[DOCUMENT SECTION]

Transformer Models Outperform Traditional Algorithms In Log Anomaly Detection

Table of links

Abstract

1 Introduction

2 Background and Related Work

2.1 Different Formulations of the Log-based Anomaly Detection Task

2.2 Supervised v.s. Unsupervised

2.3 Information within Log Data

2.4 Fix-Window Grouping

2.5 Related Works

3 A Configurable Transformer-based Anomaly Detection Approach

3.1 Problem Formulation

3.2 Log Parsing and Log Embedding

3.3 Positional & Temporal Encoding

3.4 Model Structure

3.5 Supervised Binary Classification

4 Experimental Setup

4.1 Datasets

4.2 Evaluation Metrics

4.3 Generating Log Sequences of Varying Lengths

4.4 Implementation Details and Experimental Environment

5 Experimental Results

5.1 RQ1: How does our proposed anomaly detection model perform compared to the baselines?

5.2 RQ2: How much does the sequential and temporal information within log sequences affect anomaly detection?

5.3 RQ3: How much do the different types of information individually contribute to anomaly detection?

6 Discussion

7 Threats to validity

8 Conclusions and References

5 Experimental Results

We organize this section by our research questions (RQs).

5.1 RQ1: How does our proposed anomaly detection model perform compared to the baselines?

5.1.1 Objective

This research question aims to assess the effectiveness of our proposed anomaly detection framework by evaluating its performance. We compare it against three baseline models. This research question also serves as a sanity test to ensure the validity of the results and findings of the subsequent RQs. As our objective is to check if our model works properly, we do not expect the model to outperform all the state-of-the-art methods, but it should be able to achieve competitive performance.

[RAW RECORDS]
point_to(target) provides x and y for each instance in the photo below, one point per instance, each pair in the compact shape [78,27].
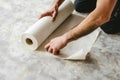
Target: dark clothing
[112,26]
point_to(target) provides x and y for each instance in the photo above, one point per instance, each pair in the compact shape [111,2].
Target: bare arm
[53,11]
[99,16]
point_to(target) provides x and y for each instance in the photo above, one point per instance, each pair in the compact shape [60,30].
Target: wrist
[68,37]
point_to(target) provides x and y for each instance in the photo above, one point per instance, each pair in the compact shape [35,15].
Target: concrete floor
[19,63]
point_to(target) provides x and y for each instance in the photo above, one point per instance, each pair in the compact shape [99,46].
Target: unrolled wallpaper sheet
[39,32]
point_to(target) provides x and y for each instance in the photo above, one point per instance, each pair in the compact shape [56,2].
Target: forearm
[57,3]
[89,24]
[96,18]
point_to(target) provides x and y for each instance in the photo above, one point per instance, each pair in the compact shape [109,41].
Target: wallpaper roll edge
[37,33]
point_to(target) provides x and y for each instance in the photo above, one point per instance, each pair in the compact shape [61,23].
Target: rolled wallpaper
[38,32]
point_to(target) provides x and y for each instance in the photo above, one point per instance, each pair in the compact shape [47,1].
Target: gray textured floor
[19,63]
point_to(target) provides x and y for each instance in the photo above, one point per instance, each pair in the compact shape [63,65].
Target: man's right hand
[53,11]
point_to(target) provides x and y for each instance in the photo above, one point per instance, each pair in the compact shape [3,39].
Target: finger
[54,15]
[47,46]
[45,14]
[54,51]
[50,50]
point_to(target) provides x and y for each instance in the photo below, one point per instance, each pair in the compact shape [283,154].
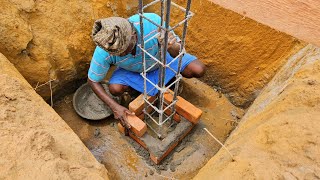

[PROBLEM DETAILS]
Summarize the page on transformer models for log anomaly detection in two sentences.

[COMPLETED TASK]
The experimental results are organized by research questions, the first of which asks how the proposed anomaly detection model performs compared to baselines. That question assesses the framework's effectiveness against three baseline models and serves as a sanity test for the later questions, with the model expected to achieve competitive performance rather than outperform all state-of-the-art methods.